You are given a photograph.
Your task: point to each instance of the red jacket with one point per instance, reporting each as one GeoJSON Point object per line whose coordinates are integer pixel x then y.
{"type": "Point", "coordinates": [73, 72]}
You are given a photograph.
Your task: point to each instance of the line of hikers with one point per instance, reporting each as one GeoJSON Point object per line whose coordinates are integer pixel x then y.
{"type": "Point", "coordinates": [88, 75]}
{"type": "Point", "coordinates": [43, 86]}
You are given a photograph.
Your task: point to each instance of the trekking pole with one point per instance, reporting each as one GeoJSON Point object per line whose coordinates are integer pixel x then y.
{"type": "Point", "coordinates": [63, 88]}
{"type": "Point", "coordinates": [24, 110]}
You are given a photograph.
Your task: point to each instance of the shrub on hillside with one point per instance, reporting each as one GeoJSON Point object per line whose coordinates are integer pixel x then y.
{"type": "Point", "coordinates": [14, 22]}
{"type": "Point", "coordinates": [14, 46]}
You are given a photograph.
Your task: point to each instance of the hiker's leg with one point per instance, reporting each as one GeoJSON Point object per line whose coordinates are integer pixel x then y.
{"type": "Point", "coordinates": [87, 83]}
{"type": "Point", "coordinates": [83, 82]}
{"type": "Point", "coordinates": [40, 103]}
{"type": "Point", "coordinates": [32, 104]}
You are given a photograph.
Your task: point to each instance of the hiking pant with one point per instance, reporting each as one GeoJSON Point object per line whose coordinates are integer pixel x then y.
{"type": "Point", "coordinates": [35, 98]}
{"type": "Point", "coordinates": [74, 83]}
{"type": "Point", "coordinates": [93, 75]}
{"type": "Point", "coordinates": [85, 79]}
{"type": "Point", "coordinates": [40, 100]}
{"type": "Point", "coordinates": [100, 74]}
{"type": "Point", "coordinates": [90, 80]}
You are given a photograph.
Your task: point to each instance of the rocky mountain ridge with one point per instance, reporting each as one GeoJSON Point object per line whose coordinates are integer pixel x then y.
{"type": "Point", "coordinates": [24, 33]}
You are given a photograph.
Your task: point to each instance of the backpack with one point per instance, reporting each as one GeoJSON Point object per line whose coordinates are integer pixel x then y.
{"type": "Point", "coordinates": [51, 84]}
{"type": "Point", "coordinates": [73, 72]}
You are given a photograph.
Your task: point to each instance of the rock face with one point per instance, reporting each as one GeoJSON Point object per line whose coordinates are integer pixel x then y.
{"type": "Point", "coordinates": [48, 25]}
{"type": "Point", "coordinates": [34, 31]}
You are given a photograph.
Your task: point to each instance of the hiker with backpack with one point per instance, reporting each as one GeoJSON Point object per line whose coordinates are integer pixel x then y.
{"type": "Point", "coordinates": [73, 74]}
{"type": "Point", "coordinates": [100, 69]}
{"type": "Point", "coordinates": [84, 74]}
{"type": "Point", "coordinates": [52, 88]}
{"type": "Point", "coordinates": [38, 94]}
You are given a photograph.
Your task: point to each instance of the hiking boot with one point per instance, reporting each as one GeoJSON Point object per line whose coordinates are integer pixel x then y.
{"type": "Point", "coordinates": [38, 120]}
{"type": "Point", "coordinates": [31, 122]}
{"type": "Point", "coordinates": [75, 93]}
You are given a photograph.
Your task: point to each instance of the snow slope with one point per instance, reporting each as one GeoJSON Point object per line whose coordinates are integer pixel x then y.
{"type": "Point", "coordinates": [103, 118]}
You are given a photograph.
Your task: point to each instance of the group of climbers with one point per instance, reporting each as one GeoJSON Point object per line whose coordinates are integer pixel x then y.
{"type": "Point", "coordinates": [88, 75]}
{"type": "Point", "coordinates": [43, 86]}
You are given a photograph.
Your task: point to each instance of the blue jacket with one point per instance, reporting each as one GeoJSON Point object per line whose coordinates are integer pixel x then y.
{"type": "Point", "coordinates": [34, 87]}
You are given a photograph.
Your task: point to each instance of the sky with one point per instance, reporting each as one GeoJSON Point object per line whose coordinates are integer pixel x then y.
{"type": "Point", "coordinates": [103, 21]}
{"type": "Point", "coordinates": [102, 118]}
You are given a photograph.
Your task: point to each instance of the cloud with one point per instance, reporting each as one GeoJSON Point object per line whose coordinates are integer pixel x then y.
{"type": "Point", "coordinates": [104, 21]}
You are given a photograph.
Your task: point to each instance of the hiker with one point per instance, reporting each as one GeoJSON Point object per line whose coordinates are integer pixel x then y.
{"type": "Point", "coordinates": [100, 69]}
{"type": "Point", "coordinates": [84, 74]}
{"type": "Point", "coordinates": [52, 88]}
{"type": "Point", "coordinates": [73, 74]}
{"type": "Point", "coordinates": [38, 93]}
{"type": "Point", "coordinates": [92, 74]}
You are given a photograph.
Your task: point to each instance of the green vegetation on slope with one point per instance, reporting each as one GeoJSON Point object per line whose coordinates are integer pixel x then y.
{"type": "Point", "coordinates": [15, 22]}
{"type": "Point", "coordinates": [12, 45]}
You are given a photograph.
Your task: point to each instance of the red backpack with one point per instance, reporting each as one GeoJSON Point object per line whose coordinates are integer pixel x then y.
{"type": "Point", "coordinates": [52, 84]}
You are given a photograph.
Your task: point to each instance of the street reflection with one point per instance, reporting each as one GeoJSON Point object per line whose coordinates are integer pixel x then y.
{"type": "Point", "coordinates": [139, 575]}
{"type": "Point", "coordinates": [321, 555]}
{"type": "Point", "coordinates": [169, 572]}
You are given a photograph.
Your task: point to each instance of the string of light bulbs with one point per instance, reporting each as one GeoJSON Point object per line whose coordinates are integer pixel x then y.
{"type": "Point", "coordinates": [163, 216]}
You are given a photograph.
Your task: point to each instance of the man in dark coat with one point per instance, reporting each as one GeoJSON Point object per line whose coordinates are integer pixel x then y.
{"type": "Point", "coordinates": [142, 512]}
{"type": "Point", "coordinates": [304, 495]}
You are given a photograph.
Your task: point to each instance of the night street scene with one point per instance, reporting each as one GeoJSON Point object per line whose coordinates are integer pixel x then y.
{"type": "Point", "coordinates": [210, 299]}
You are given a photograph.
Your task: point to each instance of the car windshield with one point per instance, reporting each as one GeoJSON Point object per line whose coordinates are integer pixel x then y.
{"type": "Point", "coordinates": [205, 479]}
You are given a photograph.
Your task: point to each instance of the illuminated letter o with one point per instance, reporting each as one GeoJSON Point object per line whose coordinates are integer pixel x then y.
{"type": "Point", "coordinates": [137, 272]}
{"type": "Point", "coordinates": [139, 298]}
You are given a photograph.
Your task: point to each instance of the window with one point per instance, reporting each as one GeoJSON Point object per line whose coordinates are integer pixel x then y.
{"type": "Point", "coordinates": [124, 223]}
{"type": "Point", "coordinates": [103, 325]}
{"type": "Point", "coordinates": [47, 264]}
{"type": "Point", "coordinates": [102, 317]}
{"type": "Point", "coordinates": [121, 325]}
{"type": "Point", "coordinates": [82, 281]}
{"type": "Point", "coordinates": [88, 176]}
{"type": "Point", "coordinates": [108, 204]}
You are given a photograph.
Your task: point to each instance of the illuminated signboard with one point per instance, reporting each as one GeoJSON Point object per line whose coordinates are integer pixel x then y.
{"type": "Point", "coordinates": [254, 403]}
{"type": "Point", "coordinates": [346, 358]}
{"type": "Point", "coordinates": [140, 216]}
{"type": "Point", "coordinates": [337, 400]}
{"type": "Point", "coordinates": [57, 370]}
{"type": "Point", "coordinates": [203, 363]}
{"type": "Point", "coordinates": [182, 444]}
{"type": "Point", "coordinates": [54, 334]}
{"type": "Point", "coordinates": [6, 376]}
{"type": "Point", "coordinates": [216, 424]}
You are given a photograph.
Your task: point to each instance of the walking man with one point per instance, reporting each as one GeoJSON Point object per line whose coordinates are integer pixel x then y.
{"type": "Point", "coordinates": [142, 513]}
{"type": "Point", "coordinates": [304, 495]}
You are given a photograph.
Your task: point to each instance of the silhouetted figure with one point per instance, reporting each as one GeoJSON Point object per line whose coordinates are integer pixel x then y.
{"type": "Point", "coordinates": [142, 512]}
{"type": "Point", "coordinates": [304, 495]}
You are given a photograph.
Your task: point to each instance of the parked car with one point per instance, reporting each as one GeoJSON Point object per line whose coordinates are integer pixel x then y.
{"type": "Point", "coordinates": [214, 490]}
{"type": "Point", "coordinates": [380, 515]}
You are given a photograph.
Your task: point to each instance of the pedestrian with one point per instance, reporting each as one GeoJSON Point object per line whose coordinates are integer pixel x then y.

---+---

Given instruction: Gather every line of the material above that contains the word "backpack". Match capital and small letters exactly.

Result for this exercise:
Your task: point to each instance of the backpack with one point per instance, reporting each as one GeoJSON Point object per line whose coordinates are integer pixel x then y.
Your task: point to each instance of the hiker with backpack with one point per instance, reporting each as one GeoJSON Point object per line whose coordinates are integer pixel x then y.
Your task: point to each instance of the red backpack with one point per instance, reporting each as one GeoJSON Point object per line whose coordinates are integer pixel x then y.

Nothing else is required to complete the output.